## Texte fourni
# # #
Huawei et 5G : la tardive « boîte à outils » de l’UE

Dans le sillage du Royaume-Uni, qui a autorisé Huawei à prendre part au déploiement de la prochaine génération de communication mobile sous certaines conditions, Bruxelles a dévoilé ses recommandations, c’est-à-dire diverses limitations, à l’égard du groupe chinois.
Pierre Manière
« Les opérateurs télécoms ne doivent pas sélectionner des fournisseurs à risques, qui pourraient permettre à un Etat par exemple de prendre la main sur les sites stratégiques que sont les capitales, les endroits abritant une activité militaire intense ou une centrale nucléaire », a déclaré au Monde Thierry Breton, le nouveau commissaire européen au marché intérieur.
« Les opérateurs télécoms ne doivent pas sélectionner des fournisseurs à risques, qui pourraient permettre à un Etat par exemple de prendre la main sur les sites stratégiques que sont les capitales, les endroits abritant une activité militaire intense ou une centrale nucléaire », a déclaré au Monde Thierry Breton, le nouveau commissaire européen au marché intérieur. (Crédits : Hannibal Hanschke)
# # #
## Données fournies
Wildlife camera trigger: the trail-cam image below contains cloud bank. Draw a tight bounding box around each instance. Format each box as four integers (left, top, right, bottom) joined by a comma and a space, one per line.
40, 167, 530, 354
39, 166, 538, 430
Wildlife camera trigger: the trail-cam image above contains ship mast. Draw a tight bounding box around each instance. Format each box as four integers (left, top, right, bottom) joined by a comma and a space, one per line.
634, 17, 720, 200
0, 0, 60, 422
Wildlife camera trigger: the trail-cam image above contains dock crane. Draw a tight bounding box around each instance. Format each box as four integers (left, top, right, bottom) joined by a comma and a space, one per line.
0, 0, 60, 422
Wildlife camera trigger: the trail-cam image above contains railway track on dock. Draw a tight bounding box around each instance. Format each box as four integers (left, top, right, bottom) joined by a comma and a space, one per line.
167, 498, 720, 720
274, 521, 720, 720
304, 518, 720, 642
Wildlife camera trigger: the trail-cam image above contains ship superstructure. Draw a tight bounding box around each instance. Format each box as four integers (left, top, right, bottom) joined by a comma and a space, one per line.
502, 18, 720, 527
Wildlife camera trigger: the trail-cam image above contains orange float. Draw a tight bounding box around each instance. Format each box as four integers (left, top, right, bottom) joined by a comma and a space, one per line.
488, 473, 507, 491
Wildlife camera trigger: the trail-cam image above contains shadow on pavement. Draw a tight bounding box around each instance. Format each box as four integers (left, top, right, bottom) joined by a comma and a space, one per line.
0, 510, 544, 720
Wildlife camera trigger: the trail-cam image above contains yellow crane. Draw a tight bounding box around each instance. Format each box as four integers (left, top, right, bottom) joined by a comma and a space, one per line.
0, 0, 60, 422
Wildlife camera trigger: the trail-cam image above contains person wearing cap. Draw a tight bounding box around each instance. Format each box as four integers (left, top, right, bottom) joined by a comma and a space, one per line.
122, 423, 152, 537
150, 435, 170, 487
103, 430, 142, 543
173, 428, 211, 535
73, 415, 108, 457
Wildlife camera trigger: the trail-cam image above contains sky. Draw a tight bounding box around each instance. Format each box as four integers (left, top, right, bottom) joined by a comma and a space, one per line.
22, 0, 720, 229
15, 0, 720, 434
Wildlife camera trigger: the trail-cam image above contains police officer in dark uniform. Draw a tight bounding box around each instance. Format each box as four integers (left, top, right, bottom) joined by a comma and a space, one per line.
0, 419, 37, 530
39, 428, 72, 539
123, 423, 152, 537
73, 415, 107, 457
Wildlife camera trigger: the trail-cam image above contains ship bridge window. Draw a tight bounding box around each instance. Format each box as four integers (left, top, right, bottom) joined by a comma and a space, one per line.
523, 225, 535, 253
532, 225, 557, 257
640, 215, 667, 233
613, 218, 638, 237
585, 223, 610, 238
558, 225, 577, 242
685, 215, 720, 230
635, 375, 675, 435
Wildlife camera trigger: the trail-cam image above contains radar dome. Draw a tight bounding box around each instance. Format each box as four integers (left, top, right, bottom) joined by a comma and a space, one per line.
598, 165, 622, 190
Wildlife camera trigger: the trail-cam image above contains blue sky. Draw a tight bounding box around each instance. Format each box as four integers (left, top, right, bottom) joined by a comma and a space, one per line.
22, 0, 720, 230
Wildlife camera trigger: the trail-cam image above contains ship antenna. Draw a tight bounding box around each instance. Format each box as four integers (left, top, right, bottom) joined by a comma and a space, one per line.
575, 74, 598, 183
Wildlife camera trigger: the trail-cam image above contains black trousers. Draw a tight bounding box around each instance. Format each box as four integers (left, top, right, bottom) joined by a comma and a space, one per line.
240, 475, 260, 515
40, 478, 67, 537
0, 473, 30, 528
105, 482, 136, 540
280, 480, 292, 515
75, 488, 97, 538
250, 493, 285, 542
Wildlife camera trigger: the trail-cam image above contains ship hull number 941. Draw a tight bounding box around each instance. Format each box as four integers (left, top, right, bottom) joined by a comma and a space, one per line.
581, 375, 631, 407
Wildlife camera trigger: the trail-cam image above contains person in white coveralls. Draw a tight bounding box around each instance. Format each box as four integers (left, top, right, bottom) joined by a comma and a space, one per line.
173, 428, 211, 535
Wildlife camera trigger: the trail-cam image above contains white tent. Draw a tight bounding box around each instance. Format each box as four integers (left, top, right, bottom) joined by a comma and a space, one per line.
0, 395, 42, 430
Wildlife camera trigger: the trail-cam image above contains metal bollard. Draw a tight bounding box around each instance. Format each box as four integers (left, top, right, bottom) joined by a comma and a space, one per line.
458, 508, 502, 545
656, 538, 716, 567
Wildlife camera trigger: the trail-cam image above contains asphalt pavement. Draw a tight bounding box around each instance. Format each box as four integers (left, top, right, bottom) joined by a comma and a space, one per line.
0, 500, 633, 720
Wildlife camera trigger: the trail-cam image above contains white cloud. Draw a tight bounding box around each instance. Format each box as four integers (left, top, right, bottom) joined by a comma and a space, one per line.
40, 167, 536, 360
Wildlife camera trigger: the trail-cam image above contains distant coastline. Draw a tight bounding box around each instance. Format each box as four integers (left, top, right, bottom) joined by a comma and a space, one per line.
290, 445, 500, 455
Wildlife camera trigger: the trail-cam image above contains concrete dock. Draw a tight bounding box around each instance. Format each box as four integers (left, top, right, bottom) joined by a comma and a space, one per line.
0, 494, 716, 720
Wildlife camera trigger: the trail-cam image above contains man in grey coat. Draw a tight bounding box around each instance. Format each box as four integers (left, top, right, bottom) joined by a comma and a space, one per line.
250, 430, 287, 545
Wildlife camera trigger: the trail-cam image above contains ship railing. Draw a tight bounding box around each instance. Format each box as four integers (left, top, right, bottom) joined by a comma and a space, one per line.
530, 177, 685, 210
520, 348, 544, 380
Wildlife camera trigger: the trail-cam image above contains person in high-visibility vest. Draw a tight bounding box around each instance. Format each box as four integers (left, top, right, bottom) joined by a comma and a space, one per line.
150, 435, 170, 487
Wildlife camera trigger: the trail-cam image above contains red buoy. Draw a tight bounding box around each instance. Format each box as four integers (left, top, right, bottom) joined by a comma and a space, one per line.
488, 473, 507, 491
# # #
## Consignes
a. D'après le texte sur Huawei et la 5G, quelle fonction occupe Thierry Breton ?
b. Dans le texte sur Huawei et la 5G, réécrivez plus brièvement le paragraphe qui commence par « Dans le sillage du Royaume-Uni ».
c. Résumez le texte sur Huawei et la 5G en deux phrases.
Les lignes proviennent d'une source distincte du texte.

## Réponses fournies
a. Il est le nouveau commissaire européen au marché intérieur.

b. Après le Royaume-Uni, qui a permis sous conditions à Huawei de participer au déploiement de la prochaine génération de communication mobile, Bruxelles a présenté ses recommandations, c'est-à-dire diverses limitations visant le groupe chinois.

c. À la suite du Royaume-Uni, qui a autorisé Huawei sous certaines conditions à participer au déploiement de la 5G, Bruxelles a dévoilé des recommandations limitant le rôle du groupe chinois. Thierry Breton a déclaré au Monde que les opérateurs ne doivent pas choisir des fournisseurs à risques, qui pourraient permettre à un État de prendre la main sur des sites stratégiques comme les capitales, les zones d'activité militaire intense ou une centrale nucléaire.